▶ [What you need to do]
The answer must be the full listing, repeated word for word.
[[ Data to process open ]]
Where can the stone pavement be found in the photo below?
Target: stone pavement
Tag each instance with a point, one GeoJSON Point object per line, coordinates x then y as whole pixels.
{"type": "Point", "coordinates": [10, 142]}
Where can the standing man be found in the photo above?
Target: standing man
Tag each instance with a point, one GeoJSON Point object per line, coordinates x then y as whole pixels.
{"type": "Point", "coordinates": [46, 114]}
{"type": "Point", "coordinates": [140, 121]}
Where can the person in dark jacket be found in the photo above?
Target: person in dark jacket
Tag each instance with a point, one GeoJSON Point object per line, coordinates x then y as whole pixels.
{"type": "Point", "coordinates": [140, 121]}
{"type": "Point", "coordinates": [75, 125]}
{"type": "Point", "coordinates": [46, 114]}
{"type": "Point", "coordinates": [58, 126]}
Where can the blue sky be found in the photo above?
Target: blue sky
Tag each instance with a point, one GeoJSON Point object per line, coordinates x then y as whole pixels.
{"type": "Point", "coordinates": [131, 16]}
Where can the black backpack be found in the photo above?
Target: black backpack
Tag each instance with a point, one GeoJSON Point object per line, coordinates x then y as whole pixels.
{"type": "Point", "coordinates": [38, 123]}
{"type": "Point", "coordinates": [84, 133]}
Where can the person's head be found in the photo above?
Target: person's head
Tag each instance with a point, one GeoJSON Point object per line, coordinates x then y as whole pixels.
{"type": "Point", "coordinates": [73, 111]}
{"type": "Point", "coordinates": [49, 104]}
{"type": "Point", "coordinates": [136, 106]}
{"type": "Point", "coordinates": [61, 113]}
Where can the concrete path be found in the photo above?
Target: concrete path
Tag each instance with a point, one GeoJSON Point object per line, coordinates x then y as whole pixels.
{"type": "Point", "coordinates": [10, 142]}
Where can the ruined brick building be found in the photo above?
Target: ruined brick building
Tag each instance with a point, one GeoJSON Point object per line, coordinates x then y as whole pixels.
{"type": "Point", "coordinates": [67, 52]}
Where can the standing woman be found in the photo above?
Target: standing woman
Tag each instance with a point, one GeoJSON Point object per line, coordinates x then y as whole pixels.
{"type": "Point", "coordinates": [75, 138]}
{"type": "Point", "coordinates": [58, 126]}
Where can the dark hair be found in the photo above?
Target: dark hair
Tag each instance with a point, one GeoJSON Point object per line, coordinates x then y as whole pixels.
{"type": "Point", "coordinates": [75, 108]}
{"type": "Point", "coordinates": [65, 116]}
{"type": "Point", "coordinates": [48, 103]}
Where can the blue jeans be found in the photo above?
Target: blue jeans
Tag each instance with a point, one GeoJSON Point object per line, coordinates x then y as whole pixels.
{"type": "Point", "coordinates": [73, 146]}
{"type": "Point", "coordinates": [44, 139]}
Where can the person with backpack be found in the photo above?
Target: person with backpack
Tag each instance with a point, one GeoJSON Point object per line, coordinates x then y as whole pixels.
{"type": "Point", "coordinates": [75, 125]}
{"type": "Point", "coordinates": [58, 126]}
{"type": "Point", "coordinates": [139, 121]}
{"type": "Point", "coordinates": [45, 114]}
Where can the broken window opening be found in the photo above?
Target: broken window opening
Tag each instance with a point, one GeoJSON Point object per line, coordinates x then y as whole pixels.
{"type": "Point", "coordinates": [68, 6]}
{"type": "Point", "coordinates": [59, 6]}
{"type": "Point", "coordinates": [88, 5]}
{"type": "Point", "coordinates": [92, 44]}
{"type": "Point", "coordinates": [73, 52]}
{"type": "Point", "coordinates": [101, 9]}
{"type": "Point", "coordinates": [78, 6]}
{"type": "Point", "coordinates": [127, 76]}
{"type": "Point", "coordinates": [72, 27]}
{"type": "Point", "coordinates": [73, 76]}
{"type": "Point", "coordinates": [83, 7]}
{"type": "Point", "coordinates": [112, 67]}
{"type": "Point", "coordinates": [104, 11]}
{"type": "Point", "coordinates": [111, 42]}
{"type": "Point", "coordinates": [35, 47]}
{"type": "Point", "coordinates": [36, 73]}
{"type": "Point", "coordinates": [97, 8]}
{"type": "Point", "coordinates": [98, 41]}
[[ Data to process closed ]]
▶ [Your solution]
Where can the stone pavement be found in the photo below?
Target: stone pavement
Tag each instance with a point, one GeoJSON Point object per line, coordinates x then y as whole pixels.
{"type": "Point", "coordinates": [10, 142]}
Where can the standing man be found in the photo above?
Target: standing man
Tag each instance with a point, one GeoJSON Point object per line, coordinates x then y as whole pixels.
{"type": "Point", "coordinates": [46, 114]}
{"type": "Point", "coordinates": [140, 121]}
Where can the person in dark jacket be found in the photo above?
Target: person in dark jacket
Tag each instance with a point, one GeoJSON Point object per line, coordinates x then y as whole pixels.
{"type": "Point", "coordinates": [140, 121]}
{"type": "Point", "coordinates": [75, 125]}
{"type": "Point", "coordinates": [46, 114]}
{"type": "Point", "coordinates": [58, 126]}
Where can the blue sky be found in the photo above?
Target: blue sky
Tag each instance with a point, one GeoJSON Point object per line, coordinates x then y as whole pixels.
{"type": "Point", "coordinates": [131, 16]}
Where can the black backpack be found in the photo above?
Target: black backpack
Tag each instance with a point, one GeoJSON Point object per line, coordinates x then y as whole pixels.
{"type": "Point", "coordinates": [38, 123]}
{"type": "Point", "coordinates": [84, 133]}
Where can the person's head be found in the photo above?
Target: person's head
Tag each instance with a point, one GeoJSON Point object per line, coordinates x then y as whole pixels.
{"type": "Point", "coordinates": [73, 111]}
{"type": "Point", "coordinates": [49, 104]}
{"type": "Point", "coordinates": [136, 106]}
{"type": "Point", "coordinates": [61, 113]}
Where can the concrete path be found in the photo above?
Target: concrete path
Tag each instance with a point, one GeoJSON Point object per line, coordinates x then y as whole pixels.
{"type": "Point", "coordinates": [10, 142]}
Where can the ruined brick building be found in the photo above?
Target: ruined brick building
Tag each instance with a point, one GeoJSON Point object per line, coordinates x then y as whole pixels.
{"type": "Point", "coordinates": [67, 52]}
Where can the standing woman be found in the photo above?
Target: standing woman
Tag each instance with a point, one GeoJSON Point object per line, coordinates x then y as whole pixels.
{"type": "Point", "coordinates": [75, 138]}
{"type": "Point", "coordinates": [58, 126]}
Where can the dark hair be found in the photo above?
Target: dark hair
Tag each instance with a point, one GeoJSON Point object per line, coordinates x then y as whole pixels.
{"type": "Point", "coordinates": [75, 108]}
{"type": "Point", "coordinates": [65, 116]}
{"type": "Point", "coordinates": [48, 103]}
Where can the blue jeans be found in the photo above?
Target: blue jeans
Tag each instance with a point, one GeoJSON Point object per line, coordinates x then y as whole pixels.
{"type": "Point", "coordinates": [73, 146]}
{"type": "Point", "coordinates": [44, 139]}
Where can the person with backpack be found in the photo above?
Target: person with backpack
Tag each instance with a point, one GeoJSON Point object per line, coordinates x then y as whole pixels.
{"type": "Point", "coordinates": [75, 125]}
{"type": "Point", "coordinates": [58, 126]}
{"type": "Point", "coordinates": [139, 121]}
{"type": "Point", "coordinates": [45, 114]}
Where can the broken window opening be found in the photo above?
Target: broken window opening
Tag each instance with a point, one GeoJSON Point object per line, coordinates x then y as whole pixels.
{"type": "Point", "coordinates": [68, 6]}
{"type": "Point", "coordinates": [59, 6]}
{"type": "Point", "coordinates": [88, 5]}
{"type": "Point", "coordinates": [92, 44]}
{"type": "Point", "coordinates": [73, 52]}
{"type": "Point", "coordinates": [101, 9]}
{"type": "Point", "coordinates": [78, 6]}
{"type": "Point", "coordinates": [127, 76]}
{"type": "Point", "coordinates": [72, 27]}
{"type": "Point", "coordinates": [73, 76]}
{"type": "Point", "coordinates": [83, 7]}
{"type": "Point", "coordinates": [112, 67]}
{"type": "Point", "coordinates": [104, 11]}
{"type": "Point", "coordinates": [111, 42]}
{"type": "Point", "coordinates": [35, 47]}
{"type": "Point", "coordinates": [36, 73]}
{"type": "Point", "coordinates": [97, 8]}
{"type": "Point", "coordinates": [98, 41]}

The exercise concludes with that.